Data listing Block Start
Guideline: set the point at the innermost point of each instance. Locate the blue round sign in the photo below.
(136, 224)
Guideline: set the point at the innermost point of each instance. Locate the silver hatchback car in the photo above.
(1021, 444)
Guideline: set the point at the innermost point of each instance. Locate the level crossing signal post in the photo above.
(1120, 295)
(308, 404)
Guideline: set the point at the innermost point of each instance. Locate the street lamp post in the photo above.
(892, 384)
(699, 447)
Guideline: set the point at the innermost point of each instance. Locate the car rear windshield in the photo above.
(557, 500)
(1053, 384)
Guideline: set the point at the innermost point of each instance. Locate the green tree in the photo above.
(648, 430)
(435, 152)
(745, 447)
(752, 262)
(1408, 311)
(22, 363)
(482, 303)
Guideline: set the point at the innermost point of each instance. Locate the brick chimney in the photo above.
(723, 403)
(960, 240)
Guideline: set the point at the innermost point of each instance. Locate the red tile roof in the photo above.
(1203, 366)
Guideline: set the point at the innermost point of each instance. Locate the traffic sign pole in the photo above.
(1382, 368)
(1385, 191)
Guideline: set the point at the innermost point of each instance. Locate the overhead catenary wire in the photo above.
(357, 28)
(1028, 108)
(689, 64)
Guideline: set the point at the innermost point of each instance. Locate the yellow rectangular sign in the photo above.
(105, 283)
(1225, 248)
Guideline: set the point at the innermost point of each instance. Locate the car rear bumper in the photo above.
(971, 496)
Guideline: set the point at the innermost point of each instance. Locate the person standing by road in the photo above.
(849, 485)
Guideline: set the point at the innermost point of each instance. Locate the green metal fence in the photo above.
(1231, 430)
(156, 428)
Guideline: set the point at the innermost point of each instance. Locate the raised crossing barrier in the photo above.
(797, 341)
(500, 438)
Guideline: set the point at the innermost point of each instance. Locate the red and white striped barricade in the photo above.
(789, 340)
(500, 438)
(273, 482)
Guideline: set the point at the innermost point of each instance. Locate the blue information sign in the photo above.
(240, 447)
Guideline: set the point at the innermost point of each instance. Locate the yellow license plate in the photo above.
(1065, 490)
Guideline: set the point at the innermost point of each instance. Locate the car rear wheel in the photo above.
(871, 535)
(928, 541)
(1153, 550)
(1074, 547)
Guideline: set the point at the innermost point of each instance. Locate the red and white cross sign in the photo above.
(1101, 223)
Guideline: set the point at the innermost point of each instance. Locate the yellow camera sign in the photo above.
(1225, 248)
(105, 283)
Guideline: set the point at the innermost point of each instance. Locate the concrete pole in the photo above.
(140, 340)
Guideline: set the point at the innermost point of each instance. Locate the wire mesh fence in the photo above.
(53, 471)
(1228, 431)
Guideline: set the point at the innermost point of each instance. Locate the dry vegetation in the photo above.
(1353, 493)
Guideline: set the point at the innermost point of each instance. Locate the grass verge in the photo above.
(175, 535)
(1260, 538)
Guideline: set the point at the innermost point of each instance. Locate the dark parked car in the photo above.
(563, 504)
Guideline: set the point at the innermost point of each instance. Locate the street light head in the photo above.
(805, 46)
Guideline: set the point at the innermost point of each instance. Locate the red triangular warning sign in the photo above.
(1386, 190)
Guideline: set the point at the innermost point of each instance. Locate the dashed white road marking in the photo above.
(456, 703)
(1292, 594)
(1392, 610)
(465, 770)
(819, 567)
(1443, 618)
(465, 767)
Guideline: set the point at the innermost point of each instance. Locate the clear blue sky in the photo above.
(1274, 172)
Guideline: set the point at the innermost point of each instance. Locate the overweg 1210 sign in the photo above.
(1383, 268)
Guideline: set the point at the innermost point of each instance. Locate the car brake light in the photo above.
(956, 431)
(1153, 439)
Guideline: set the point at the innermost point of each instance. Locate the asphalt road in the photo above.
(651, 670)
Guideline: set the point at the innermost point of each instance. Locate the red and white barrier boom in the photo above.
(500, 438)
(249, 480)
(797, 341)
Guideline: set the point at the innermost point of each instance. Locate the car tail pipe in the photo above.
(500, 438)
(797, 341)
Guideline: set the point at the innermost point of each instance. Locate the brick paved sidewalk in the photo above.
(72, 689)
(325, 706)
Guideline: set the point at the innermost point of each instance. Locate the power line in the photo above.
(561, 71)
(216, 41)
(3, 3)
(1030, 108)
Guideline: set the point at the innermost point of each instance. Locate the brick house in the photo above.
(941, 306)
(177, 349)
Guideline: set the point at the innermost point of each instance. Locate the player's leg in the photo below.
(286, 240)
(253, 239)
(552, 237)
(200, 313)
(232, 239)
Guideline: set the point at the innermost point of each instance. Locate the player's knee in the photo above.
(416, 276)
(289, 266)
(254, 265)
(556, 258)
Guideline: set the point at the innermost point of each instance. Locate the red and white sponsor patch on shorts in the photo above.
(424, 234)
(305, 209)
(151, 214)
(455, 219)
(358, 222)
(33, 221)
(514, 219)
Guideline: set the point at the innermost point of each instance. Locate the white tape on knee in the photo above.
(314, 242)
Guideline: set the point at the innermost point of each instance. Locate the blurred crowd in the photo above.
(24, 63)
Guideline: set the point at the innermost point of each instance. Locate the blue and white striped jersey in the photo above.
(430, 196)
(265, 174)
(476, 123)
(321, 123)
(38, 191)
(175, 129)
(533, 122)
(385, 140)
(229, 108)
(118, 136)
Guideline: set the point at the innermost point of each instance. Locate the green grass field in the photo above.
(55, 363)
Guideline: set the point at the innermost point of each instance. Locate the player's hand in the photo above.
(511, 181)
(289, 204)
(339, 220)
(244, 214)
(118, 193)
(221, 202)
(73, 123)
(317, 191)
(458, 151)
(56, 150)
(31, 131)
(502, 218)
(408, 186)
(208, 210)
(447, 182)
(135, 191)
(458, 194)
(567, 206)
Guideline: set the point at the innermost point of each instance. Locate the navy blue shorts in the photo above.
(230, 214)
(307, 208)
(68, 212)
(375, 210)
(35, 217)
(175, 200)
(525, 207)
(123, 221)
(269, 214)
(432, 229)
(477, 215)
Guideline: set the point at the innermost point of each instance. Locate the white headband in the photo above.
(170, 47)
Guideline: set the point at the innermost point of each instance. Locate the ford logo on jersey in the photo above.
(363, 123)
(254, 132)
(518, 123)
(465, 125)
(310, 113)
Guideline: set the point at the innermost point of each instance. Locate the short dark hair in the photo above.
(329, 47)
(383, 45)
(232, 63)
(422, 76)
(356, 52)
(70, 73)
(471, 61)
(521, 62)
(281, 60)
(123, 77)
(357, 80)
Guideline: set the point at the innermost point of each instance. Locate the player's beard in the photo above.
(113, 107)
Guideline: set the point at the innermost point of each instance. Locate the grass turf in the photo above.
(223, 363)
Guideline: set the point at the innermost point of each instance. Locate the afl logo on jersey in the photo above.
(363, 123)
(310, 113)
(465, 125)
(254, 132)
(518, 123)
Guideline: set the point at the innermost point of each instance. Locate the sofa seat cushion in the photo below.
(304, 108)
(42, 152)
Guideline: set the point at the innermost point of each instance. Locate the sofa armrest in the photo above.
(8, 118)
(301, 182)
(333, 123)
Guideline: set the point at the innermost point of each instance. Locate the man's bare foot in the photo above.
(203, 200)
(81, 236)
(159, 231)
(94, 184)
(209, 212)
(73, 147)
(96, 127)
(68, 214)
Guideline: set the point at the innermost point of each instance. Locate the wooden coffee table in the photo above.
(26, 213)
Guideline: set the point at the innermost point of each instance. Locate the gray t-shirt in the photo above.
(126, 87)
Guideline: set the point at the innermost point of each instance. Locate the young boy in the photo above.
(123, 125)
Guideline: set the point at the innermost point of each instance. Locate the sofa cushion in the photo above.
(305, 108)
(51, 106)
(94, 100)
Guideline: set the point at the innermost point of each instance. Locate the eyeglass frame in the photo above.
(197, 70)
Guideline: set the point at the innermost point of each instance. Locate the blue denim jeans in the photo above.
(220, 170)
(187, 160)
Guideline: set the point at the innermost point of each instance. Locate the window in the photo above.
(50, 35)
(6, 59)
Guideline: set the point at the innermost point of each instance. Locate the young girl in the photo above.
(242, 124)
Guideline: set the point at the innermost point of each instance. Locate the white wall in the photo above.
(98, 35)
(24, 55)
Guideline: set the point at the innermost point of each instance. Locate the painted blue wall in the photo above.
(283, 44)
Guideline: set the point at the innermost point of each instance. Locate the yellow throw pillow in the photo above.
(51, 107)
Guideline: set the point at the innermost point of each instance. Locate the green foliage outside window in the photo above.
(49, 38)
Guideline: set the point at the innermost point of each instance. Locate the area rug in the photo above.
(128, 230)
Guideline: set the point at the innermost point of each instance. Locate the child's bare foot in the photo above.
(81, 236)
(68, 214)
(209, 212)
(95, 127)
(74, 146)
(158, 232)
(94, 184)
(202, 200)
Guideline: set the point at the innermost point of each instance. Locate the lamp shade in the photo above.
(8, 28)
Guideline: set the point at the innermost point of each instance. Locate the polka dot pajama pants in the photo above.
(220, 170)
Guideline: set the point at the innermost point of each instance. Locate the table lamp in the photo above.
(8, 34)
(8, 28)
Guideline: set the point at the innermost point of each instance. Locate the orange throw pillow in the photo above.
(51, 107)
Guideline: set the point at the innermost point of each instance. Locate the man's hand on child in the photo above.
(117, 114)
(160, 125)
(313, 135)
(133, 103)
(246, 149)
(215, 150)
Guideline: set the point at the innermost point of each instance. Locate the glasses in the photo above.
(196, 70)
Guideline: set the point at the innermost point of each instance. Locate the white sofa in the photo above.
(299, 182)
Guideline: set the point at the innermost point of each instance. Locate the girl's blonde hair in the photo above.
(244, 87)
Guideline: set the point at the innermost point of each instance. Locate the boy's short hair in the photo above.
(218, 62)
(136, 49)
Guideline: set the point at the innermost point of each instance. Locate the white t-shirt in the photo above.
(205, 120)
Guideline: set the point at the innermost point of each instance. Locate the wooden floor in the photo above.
Data listing Block End
> **Try it**:
Please write out, exactly as they appear, the lines from the one containing "child in the photo above." through the last line of the records above, and nothing more.

> **Answer space**:
Guideline: set the point at the innermost point of each instance. Locate the man's hand on child in the photo above.
(117, 114)
(160, 125)
(313, 135)
(133, 103)
(246, 149)
(215, 150)
Guideline: set the point at the innermost point of each instance. Locate the glasses in the photo above.
(196, 70)
Guideline: set the point at the innermost point of each instance. Locate the white sofa in the photo above.
(299, 182)
Guideline: set the point at the innermost point of each instance. Locate the girl's blonde hair in the photo above.
(244, 87)
Guideline: set the point at the innermost point of each instance. Locate the boy's short hair in the photo above.
(218, 62)
(136, 49)
Guideline: set the point at the innermost point of each instance. Locate the white t-shirt in the photo above.
(205, 120)
Guideline: set the point at the innermost point of each instance. Locate the wooden floor in the photo above.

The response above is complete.